- **WRITTEN INSTRUCTION**: Copy the records below word for word, from their first line up to and including the line that contains "pixel 639 300".

- **MATERIAL FOR THIS EXERCISE**:
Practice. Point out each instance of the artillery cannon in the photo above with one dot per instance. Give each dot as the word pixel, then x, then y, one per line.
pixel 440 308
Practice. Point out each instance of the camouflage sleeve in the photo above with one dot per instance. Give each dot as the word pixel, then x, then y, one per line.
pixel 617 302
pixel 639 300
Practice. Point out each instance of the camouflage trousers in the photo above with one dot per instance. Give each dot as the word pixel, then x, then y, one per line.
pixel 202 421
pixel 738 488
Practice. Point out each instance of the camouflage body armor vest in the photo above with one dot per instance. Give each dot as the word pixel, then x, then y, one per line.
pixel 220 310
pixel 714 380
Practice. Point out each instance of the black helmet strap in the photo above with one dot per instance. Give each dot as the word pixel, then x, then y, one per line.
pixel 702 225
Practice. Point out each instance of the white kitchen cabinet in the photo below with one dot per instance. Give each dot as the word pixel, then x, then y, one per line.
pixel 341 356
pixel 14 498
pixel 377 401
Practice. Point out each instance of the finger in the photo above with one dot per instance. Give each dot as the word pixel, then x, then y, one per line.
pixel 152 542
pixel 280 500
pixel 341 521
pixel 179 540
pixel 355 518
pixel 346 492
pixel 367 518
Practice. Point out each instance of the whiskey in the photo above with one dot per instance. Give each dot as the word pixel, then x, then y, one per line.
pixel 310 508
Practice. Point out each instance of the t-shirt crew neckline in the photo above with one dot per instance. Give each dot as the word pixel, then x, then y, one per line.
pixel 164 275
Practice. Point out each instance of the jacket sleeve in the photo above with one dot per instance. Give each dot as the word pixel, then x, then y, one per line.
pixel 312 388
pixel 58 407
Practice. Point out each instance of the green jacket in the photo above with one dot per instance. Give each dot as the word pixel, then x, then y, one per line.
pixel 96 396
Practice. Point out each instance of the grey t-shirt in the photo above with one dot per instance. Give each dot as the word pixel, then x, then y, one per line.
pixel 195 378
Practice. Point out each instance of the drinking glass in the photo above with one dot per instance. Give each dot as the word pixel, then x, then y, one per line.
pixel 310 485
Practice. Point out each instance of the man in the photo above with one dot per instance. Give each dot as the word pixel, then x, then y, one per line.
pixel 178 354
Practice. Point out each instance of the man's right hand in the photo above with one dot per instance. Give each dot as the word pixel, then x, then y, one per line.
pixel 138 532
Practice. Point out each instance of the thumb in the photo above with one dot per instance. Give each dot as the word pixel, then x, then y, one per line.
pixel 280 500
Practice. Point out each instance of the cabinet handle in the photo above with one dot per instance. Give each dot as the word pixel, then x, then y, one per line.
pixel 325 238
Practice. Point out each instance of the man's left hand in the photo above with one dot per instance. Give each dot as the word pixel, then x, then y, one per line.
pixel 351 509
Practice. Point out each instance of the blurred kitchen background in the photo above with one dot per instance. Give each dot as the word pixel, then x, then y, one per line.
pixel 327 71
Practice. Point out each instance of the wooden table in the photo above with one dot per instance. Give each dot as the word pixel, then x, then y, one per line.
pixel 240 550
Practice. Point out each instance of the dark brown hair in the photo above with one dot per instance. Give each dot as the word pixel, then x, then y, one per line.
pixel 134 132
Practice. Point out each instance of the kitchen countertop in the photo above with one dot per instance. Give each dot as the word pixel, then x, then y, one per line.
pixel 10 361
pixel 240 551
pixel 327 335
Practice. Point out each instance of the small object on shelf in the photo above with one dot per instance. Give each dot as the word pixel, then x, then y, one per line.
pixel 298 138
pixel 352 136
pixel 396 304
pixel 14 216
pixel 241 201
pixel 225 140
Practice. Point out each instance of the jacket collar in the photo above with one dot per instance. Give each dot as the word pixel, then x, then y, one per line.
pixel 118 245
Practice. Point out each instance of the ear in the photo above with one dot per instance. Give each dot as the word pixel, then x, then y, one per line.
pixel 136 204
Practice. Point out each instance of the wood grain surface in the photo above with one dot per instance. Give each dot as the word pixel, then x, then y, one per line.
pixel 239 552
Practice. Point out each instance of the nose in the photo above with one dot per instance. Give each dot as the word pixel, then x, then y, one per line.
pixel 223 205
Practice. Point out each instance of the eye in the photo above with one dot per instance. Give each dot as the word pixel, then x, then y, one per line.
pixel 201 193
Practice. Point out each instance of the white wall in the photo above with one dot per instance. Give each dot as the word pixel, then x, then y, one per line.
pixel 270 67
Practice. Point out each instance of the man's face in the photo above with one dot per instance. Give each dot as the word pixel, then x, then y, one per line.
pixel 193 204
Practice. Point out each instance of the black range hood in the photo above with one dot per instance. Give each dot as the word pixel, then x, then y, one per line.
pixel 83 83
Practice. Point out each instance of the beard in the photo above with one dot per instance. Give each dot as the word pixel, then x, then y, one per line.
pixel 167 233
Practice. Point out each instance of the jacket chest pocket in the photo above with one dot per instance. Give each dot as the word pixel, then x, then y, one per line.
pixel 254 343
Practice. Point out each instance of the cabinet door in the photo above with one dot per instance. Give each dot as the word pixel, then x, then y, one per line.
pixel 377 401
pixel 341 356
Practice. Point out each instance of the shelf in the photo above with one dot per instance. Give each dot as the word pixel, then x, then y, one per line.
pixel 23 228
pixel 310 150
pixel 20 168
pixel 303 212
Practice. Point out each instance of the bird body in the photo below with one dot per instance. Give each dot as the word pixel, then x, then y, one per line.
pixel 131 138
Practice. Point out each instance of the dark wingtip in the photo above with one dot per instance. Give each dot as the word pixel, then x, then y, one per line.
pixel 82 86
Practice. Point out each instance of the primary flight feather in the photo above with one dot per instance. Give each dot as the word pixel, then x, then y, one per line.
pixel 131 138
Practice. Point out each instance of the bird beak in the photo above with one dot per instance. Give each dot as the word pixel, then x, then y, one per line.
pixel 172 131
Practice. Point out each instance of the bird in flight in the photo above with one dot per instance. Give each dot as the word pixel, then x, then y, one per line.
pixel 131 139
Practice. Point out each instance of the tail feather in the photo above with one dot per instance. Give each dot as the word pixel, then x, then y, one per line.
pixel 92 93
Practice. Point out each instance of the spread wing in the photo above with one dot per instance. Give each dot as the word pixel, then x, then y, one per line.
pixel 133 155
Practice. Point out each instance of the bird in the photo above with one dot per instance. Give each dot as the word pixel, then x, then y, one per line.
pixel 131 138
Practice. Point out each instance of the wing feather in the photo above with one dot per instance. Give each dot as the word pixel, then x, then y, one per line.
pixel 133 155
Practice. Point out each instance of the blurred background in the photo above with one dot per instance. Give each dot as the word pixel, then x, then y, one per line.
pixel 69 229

- **SOLVED EXERCISE**:
Practice. Point out each instance of the artillery cannon in the photo above with one dot per instance. Give each dot as the word pixel, then x, then y, one per line.
pixel 440 308
Practice. Point out each instance of the camouflage sleeve in the photo above with one dot per instance. Give each dot as the word pixel, then x, then y, one per line.
pixel 617 302
pixel 639 300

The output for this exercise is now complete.